Work to do —
Which lines in the records below contain the word "boulder"? Find each one and copy it in full.

Stored data —
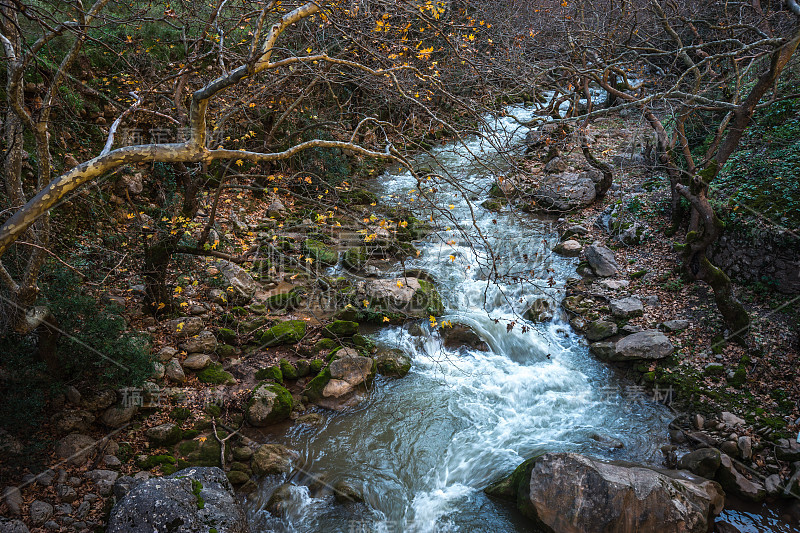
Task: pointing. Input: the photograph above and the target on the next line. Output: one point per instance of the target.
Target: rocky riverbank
(635, 311)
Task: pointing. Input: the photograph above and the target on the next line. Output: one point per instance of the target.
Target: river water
(422, 448)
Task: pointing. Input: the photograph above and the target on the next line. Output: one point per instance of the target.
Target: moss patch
(214, 374)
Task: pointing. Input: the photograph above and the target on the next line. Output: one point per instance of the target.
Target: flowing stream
(422, 448)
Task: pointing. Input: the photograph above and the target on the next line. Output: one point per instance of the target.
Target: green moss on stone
(288, 370)
(214, 374)
(273, 373)
(289, 332)
(340, 328)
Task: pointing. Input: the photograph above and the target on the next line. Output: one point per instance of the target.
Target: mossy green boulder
(289, 332)
(320, 252)
(214, 374)
(269, 403)
(273, 373)
(340, 328)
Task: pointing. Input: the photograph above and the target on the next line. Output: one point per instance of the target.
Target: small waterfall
(422, 448)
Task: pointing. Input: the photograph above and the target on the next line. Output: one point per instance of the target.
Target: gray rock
(164, 434)
(218, 296)
(675, 325)
(244, 287)
(459, 335)
(603, 350)
(745, 445)
(188, 501)
(273, 459)
(270, 403)
(773, 485)
(204, 342)
(393, 363)
(541, 310)
(649, 344)
(166, 353)
(735, 483)
(185, 327)
(73, 395)
(555, 165)
(568, 248)
(99, 400)
(703, 462)
(12, 526)
(66, 493)
(571, 493)
(40, 512)
(9, 444)
(566, 191)
(174, 371)
(75, 448)
(614, 284)
(117, 416)
(600, 329)
(197, 361)
(72, 421)
(350, 375)
(602, 261)
(281, 500)
(626, 307)
(731, 420)
(103, 480)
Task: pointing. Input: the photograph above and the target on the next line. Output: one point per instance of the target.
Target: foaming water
(422, 448)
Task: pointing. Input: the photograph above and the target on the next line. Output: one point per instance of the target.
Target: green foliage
(96, 346)
(762, 176)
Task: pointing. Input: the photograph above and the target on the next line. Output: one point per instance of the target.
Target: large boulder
(571, 493)
(602, 261)
(242, 284)
(649, 344)
(393, 363)
(567, 191)
(350, 375)
(626, 307)
(269, 403)
(459, 335)
(273, 459)
(288, 332)
(190, 500)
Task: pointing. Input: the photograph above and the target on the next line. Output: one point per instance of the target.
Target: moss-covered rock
(227, 336)
(355, 258)
(325, 345)
(340, 328)
(226, 351)
(289, 332)
(320, 252)
(156, 460)
(273, 373)
(288, 370)
(269, 403)
(165, 434)
(314, 388)
(393, 363)
(214, 374)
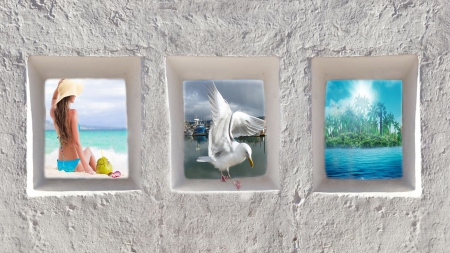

In response —
Target: mossy green boulder
Target: large boulder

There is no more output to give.